Task statement: Filter the records for "crouching" and keep each line that has it.

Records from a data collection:
# # # #

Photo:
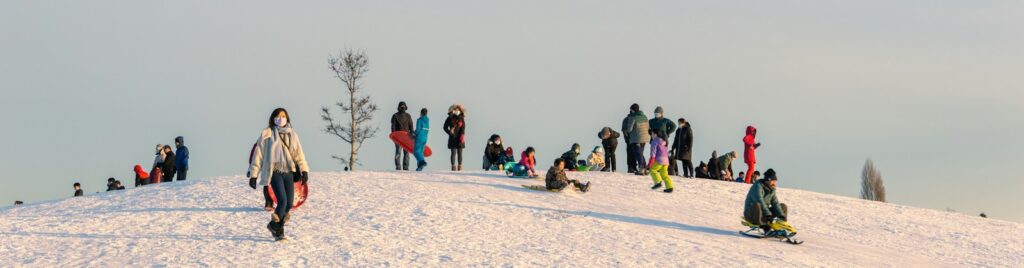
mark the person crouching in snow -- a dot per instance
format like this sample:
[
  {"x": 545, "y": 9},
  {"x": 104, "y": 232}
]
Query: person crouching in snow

# # # #

Result of this exercise:
mark the person crouching in snow -- a dot per instance
Query: person crouching in snow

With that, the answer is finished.